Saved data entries
=-=-=-=-=

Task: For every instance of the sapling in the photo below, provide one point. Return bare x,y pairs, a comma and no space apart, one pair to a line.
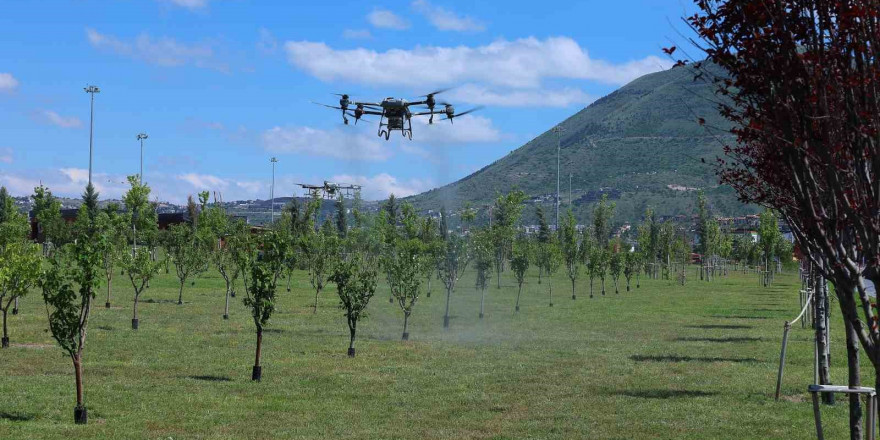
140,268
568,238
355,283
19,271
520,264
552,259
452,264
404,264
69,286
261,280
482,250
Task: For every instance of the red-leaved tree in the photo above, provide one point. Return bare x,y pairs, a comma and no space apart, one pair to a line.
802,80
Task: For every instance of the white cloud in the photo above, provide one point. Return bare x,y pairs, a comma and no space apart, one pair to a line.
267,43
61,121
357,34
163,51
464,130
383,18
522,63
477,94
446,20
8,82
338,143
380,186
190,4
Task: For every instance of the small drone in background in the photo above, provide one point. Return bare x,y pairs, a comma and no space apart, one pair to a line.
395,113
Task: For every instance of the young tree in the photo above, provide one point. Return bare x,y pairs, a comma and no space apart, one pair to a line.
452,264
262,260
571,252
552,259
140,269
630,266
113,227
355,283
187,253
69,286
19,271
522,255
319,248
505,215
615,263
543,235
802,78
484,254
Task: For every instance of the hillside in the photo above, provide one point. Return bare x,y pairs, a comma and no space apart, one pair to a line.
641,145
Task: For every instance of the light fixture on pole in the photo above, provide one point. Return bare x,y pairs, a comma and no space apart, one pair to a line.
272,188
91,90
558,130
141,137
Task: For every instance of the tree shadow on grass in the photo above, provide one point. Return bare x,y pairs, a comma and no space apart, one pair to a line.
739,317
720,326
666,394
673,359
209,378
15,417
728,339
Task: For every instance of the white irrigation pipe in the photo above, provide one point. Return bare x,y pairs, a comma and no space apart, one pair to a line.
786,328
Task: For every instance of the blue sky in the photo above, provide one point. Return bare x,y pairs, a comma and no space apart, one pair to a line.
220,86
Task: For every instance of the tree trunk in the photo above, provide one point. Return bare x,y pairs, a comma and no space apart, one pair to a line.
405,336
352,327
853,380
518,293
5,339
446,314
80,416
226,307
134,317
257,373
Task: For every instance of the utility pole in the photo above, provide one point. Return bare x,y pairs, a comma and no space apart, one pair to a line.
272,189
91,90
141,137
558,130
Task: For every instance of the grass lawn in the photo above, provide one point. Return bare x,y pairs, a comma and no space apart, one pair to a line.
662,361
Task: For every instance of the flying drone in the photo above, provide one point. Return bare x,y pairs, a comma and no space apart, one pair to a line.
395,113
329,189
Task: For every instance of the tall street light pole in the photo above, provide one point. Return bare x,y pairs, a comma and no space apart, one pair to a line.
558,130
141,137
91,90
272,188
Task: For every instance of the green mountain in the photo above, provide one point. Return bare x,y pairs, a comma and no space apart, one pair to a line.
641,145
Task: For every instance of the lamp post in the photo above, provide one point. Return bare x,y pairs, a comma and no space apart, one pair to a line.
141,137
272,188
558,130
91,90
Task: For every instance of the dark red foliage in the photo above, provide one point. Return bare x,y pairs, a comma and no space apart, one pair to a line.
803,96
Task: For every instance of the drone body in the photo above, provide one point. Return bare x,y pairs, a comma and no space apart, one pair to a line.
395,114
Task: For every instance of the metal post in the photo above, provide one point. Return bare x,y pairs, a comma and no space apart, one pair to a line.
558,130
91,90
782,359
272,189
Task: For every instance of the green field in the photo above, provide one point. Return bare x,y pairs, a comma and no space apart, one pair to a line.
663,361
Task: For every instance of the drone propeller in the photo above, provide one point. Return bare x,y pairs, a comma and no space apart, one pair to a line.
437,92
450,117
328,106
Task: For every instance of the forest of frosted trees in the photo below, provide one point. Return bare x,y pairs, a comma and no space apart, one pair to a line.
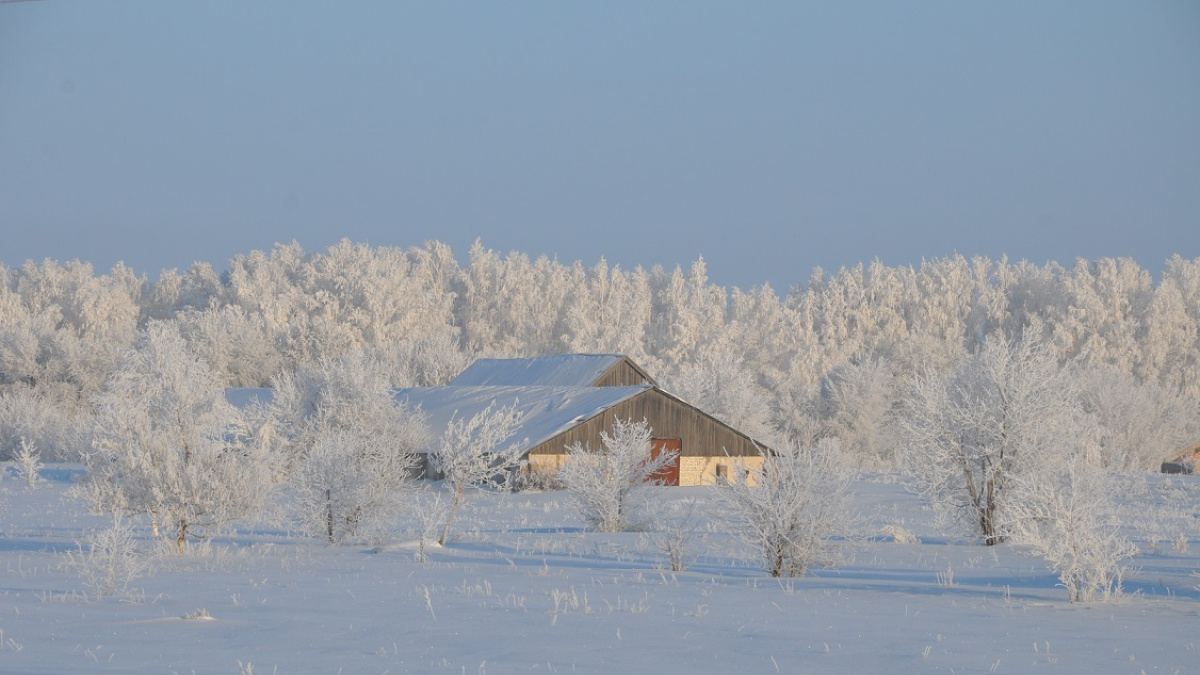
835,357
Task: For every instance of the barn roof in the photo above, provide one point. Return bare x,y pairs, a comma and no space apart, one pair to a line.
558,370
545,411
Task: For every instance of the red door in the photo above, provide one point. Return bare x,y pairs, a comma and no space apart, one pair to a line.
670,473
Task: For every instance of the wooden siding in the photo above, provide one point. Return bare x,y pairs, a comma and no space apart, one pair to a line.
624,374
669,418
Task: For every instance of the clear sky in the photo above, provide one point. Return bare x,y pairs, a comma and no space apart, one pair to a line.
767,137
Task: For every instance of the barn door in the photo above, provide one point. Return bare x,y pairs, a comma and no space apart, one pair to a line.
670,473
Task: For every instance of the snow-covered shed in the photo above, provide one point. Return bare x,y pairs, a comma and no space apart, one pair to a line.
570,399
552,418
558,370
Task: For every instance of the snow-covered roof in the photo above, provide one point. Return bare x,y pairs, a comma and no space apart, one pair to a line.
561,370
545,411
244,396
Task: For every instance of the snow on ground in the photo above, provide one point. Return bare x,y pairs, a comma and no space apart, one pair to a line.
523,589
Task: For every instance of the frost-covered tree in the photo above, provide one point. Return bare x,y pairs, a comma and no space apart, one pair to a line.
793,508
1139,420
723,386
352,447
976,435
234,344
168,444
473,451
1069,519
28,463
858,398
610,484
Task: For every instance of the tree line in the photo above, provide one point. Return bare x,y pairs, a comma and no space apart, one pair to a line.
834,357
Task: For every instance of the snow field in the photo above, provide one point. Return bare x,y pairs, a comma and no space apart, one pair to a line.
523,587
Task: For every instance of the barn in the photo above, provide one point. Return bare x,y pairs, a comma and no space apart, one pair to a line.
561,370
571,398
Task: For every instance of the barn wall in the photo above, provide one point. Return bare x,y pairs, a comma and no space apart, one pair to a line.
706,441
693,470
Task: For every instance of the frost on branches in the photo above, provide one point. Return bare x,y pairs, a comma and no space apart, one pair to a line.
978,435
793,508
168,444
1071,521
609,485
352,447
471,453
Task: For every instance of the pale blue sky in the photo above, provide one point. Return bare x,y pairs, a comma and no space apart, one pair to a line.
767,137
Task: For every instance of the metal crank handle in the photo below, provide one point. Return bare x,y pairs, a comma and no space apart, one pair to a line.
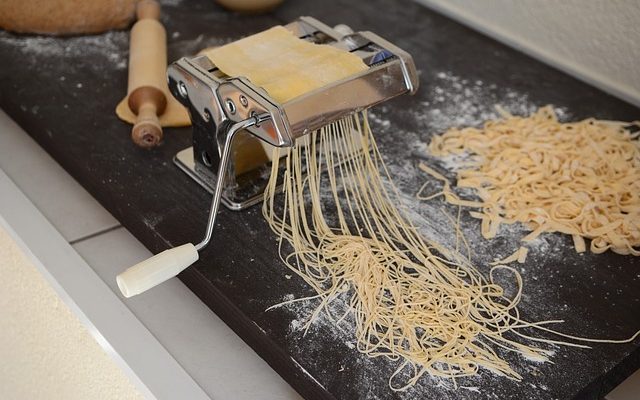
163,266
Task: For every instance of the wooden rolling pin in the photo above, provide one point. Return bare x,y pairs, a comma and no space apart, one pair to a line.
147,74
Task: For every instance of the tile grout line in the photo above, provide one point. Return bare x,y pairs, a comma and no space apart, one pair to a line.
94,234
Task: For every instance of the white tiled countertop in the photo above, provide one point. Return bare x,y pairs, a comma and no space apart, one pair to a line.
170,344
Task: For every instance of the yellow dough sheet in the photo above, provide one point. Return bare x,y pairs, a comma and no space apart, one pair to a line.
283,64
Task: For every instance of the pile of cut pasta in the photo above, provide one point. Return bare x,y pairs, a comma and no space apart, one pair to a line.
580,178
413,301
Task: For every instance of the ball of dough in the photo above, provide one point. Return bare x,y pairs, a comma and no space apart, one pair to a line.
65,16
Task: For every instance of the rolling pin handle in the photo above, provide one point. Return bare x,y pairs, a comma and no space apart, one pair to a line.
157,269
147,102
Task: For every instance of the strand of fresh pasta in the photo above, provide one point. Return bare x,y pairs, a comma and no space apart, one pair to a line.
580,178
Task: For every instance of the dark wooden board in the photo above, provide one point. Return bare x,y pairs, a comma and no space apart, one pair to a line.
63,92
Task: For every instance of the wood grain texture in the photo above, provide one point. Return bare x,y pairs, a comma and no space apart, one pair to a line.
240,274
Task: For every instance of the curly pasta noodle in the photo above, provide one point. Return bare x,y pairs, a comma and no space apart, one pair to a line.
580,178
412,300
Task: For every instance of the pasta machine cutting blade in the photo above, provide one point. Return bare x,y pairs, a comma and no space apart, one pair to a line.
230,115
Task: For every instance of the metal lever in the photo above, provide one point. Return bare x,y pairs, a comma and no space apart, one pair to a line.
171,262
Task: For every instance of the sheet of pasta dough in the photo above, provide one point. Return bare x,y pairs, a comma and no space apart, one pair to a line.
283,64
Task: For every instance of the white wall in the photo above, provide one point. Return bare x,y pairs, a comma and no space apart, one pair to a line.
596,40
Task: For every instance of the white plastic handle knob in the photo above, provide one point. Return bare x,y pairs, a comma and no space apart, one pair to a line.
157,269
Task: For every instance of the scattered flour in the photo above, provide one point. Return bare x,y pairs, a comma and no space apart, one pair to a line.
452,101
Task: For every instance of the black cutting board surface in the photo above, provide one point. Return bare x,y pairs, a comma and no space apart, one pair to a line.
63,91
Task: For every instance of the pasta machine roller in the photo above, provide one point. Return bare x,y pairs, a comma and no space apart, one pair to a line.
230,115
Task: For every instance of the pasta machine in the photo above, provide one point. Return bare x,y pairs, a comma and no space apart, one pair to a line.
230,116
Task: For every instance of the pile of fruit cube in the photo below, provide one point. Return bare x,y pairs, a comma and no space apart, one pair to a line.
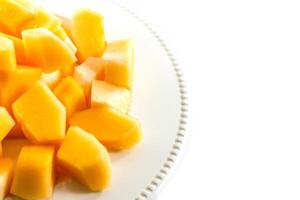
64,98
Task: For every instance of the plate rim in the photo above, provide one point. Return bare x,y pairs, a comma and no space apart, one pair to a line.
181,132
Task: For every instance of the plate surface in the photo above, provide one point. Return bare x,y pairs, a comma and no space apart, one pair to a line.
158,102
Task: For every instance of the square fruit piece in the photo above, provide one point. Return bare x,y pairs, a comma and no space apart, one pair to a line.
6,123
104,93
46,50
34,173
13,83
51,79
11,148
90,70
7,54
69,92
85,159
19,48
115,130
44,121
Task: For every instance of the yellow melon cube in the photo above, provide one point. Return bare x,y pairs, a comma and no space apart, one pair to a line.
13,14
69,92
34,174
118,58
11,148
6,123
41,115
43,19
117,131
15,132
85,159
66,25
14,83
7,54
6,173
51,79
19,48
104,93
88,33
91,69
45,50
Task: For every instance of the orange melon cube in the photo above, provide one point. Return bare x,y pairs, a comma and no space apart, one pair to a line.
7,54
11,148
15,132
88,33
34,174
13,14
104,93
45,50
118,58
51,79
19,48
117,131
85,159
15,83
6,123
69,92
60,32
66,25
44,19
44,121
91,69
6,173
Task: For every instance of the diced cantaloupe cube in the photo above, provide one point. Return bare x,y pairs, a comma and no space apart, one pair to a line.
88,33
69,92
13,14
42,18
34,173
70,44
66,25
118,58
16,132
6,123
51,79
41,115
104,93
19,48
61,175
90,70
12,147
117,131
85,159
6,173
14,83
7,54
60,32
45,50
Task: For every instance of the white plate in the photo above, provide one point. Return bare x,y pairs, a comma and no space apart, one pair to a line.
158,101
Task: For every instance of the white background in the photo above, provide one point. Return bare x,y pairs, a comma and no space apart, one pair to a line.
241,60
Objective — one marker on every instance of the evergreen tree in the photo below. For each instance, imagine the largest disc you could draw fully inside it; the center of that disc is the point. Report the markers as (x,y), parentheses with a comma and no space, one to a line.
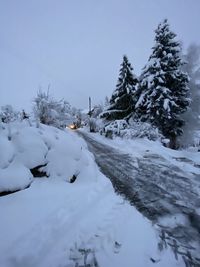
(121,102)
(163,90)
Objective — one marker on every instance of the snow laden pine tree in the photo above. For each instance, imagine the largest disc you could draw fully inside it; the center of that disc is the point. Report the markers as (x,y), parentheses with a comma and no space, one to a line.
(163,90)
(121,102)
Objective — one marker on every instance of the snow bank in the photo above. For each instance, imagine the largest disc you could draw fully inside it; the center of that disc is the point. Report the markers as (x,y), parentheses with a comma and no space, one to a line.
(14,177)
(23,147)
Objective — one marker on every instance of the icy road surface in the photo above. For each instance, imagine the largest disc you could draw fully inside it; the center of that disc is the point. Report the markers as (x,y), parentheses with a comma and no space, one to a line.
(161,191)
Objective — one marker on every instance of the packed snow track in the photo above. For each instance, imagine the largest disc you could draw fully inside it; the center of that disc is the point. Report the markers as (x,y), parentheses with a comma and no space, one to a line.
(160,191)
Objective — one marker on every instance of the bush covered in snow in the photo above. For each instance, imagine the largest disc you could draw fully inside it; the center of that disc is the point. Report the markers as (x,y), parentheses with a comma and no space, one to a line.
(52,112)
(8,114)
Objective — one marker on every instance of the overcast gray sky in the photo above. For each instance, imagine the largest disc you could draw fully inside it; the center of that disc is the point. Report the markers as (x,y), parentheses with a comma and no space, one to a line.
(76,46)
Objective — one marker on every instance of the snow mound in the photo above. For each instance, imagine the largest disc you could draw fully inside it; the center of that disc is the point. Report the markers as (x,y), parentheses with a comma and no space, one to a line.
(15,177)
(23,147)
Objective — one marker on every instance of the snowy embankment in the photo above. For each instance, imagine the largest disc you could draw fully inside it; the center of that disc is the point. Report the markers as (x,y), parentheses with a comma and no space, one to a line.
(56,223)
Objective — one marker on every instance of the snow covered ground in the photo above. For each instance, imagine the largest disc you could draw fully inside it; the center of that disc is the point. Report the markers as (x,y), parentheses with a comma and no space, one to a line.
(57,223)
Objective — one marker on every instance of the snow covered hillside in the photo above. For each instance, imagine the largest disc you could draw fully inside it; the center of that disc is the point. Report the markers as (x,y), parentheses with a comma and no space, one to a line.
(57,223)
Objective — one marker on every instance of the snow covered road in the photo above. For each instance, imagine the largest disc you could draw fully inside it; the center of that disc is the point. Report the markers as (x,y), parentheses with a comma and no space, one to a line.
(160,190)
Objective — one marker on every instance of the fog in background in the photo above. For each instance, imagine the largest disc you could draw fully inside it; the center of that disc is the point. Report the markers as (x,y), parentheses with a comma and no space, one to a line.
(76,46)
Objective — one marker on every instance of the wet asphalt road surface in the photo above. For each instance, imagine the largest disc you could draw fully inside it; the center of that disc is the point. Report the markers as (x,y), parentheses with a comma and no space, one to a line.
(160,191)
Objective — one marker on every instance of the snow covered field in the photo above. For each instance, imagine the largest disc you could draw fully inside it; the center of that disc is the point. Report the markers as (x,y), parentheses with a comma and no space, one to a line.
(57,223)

=-=-=-=-=

#### [Given request]
Everything from the line containing "snow covered road" to the end of the data above should be quoted exactly, please, both ends included, and nothing outside that span.

#### [Output]
Objective — one marker on every instance of the snow covered road in the photo above. For each instance, imagine the largest disc you could draw fully inside it; the center of that disc is the point. Report the markers as (x,y), parentheses with a comma and no space, one to a line.
(160,190)
Objective — one marker on every instance of the fog in background in the photo above. For each instance, imagine the largest disc you could draw fully inside it; the center of that disc is the point. Report the markers as (x,y), parentheses with a comma and no space, one to a line.
(76,46)
Objective — one marker on every instance of the wet asphalt road surface in the photo above. For each instance, imagine the largest disc you could draw fully inside it; the center of that disc is the point. Report the markers as (x,y), parentheses with a comma and no space, one to a line.
(160,191)
Objective — one marker on every instance of the snow covered field in the photo above. For each instance, imagine the largest disc you could draw fully inside it; the center of that disc is the point. Report the markers as (x,y), parentheses with a comma and no space, one to a line.
(57,223)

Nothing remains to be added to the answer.